*Polecenie a*
Przełóż na język angielski to zdanie z tekstu źródłowego o zabezpieczeniach do fotowoltaiki: „Jedne typy ograniczników stosujemy, gdy obiekt posiada zewnętrzną instalację odgromową, a inne, gdy takiej instalacji nie ma.”

*Tekst źródłowy*
▼

W ofercie firmy znalazły swoje miejsce także produkty dedykowane stricte dla branży PV. Na czym opierają się Wasze autorskie rozwiązania w tej dziedzinie?

Obserwując rozwijający się rynek instalacji fotowoltaicznych w Polsce, rozszerzyliśmy kilka lat temu swoją ofertę o zabezpieczenia do fotowoltaiki. Były to zarówno ograniczniki przepięć, podstawy bezpiecznikowe do wkładek topikowych, jak i systemy wkładek topikowych o charakterystyce czasowo-prądowej gPV. Uzupełnieniem oferty były również obudowy hermetyczne, w których w/w zabezpieczenia są zamontowane. Tutaj największy rozwój nastąpił w przypadku ograniczników przepięć, a klient ma do wyboru wiele wariantów rozwiązań. Pojawiły się ograniczniki przepięć, gdzie wewnętrzne zabezpieczenia, czyli iskiernik i warystory są połączone w konfiguracji „V” oraz konfiguracji „Y”. W zależności od instalacji, klienci mają do wyboru ograniczniki przepięć, których napięcie robocze występuję w zakresie od DC do 1500V DC. Jedne typy ograniczników stosujemy, gdy obiekt posiada zewnętrzną instalację odgromową, a inne, gdy takiej instalacji nie ma. Oferta jest bardzo szeroka, a mnogość wykonań tych zabezpieczeń pozwala nam dobrze i optymalnie dobrać te zabezpieczenia zarówno do małych instalacji PV, jak i do dużych farm fotowoltaicznych.

▲

*Polecenie b*
Wypisz bez żadnych zmian wszystko z rekordów, od wiersza zawierającego „Practice step: put one dot on the sky” w dół do wiersza zawierającego „Practice step: put one dot on the tall”, włącznie z oboma tymi wierszami.

*Dostarczone dane*
▼

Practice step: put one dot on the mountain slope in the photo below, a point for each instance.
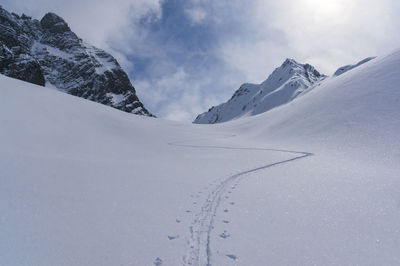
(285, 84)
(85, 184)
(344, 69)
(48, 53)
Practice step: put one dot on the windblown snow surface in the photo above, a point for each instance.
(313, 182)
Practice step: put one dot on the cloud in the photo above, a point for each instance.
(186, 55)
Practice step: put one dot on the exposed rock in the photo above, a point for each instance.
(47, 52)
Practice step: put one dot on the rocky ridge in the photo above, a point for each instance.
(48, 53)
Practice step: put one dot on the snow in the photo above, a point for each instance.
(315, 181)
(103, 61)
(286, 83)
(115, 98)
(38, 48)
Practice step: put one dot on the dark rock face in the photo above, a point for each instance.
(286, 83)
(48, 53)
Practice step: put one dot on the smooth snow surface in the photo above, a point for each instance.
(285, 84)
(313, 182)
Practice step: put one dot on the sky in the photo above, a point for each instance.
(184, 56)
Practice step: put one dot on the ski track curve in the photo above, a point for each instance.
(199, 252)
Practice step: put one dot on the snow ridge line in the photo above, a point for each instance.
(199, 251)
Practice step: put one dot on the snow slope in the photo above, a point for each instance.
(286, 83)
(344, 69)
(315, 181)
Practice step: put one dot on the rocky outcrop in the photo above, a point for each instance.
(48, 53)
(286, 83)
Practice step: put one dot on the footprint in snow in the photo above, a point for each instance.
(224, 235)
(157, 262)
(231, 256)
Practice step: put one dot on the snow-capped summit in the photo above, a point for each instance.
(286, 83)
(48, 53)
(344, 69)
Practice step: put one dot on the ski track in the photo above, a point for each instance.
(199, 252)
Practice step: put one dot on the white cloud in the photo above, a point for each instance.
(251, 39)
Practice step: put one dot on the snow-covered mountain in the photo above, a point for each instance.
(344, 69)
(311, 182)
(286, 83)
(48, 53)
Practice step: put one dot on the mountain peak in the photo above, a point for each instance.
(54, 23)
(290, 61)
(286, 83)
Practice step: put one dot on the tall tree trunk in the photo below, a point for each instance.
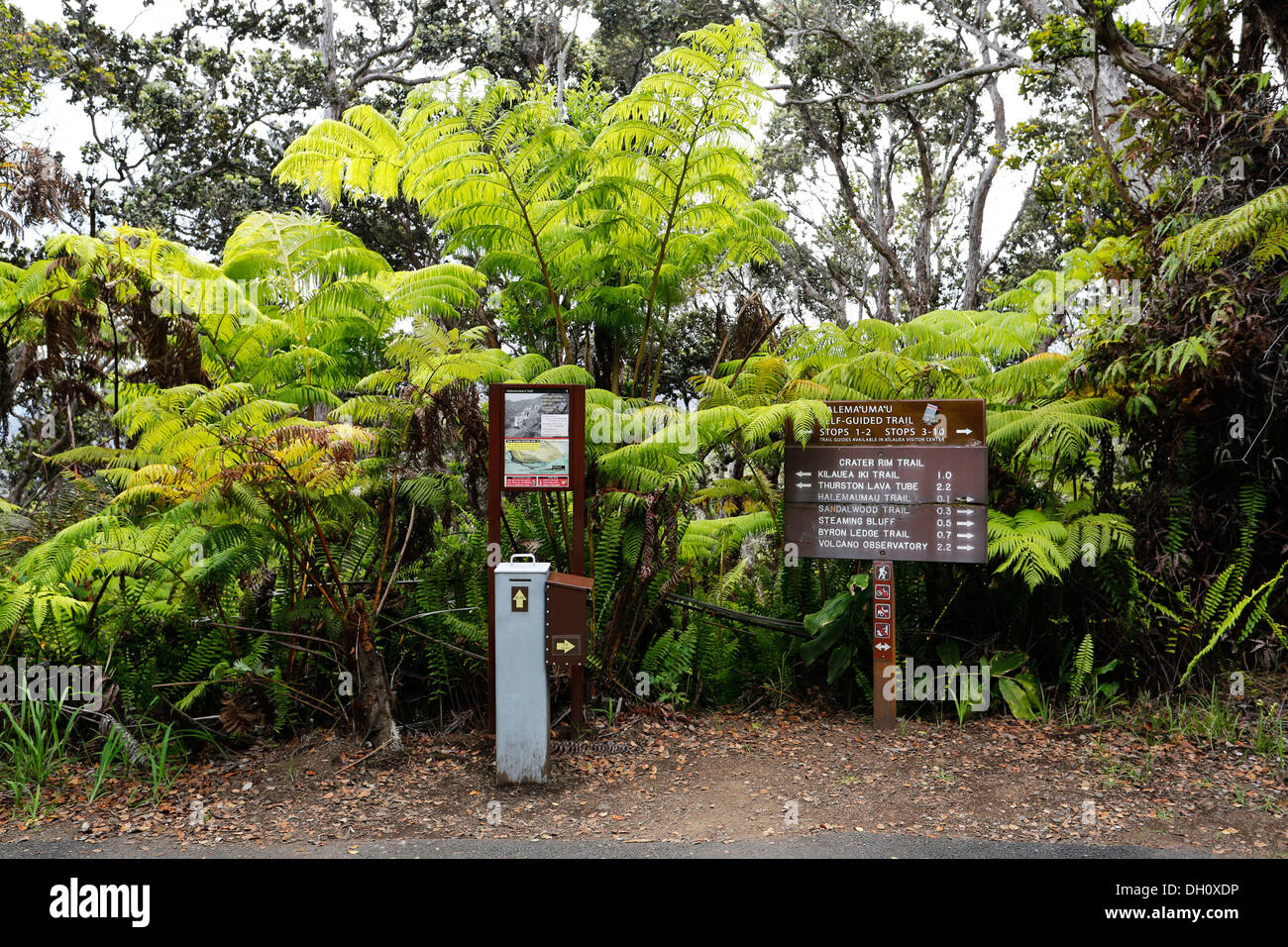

▲
▼

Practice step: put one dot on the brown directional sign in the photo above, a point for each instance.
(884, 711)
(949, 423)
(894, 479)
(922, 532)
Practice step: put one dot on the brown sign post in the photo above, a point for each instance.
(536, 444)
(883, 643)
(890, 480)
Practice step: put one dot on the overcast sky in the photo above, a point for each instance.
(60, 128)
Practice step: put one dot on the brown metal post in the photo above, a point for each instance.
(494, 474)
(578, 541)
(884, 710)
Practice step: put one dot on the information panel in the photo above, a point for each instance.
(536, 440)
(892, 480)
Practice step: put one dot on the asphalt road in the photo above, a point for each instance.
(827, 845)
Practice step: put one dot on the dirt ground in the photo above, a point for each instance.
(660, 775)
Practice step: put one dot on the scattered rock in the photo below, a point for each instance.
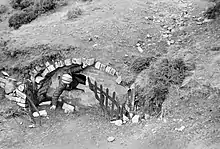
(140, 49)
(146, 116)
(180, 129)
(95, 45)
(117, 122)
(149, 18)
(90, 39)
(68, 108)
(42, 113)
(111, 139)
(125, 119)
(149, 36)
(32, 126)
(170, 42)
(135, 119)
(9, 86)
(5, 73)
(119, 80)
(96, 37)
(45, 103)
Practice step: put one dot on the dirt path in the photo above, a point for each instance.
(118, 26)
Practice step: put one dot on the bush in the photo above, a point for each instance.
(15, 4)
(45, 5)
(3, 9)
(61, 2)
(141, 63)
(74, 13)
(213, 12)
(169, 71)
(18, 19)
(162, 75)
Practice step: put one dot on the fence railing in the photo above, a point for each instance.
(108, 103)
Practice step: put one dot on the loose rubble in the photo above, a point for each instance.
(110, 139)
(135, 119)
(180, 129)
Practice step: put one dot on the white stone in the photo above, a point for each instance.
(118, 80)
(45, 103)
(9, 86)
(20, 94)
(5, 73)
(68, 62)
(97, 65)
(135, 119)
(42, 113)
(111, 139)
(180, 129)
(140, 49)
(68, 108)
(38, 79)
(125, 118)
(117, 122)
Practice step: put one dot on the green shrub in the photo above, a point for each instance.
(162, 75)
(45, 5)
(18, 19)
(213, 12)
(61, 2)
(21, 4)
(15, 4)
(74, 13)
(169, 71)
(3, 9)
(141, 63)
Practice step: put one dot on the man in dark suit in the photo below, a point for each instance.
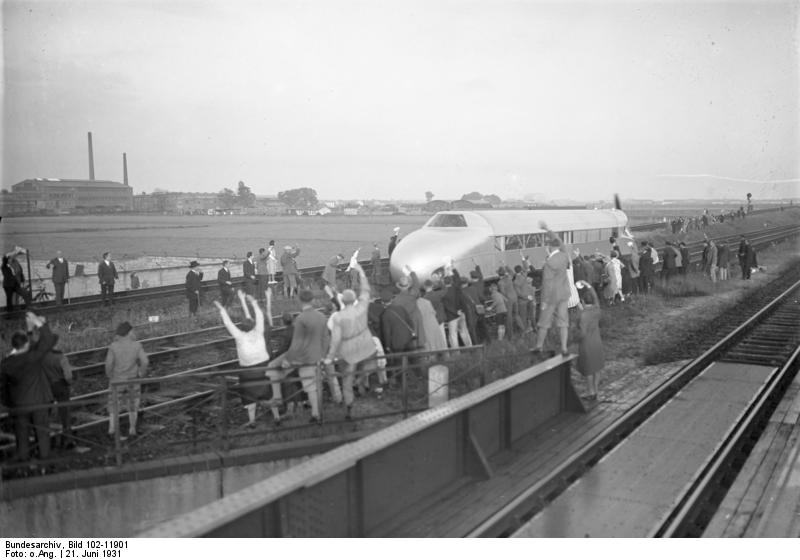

▲

*Rozwiązanie a*
We use some types of surge arresters when the building has an external lightning protection system, and other types when it has no such system.

*Rozwiązanie b*
Practice step: put one dot on the sky in the photo above, a point for each instance.
(184, 56)
Practice step: put one dot on the ski track curve in the photo above, a point for each instance.
(199, 252)
Practice step: put one dot on the snow ridge line in the photo above, a point for each instance.
(199, 251)
Practice step: put one dot on the snow slope in the photo above, a point for each instance.
(286, 83)
(344, 69)
(315, 181)
Practice step: put one dot on the rocky outcrop in the photo above, a point for each instance.
(48, 53)
(286, 83)
Practice step: put one dot on the footprint in snow in the photo above, a point for each instance.
(224, 235)
(157, 262)
(231, 256)
Practice step: put one dot on the snow-capped summit in the photo above, a point for each instance.
(286, 83)
(48, 53)
(344, 69)
Practice step: put one dot on the ski track in the photo above, a point for each instance.
(199, 252)
Practice step: put one dot on the white cloud in the photo above, a point for each instance.
(251, 39)
Practice step: put one dot on the snow-covered mountain in the photo above, a point for each instance.
(344, 69)
(311, 182)
(286, 83)
(48, 53)
Practice step: put one dot on the mountain peak in the photo above, a point for each instance.
(54, 23)
(290, 61)
(286, 83)
Practice step: put one dot on the tall tree trunk in the photo below, a point for each instance.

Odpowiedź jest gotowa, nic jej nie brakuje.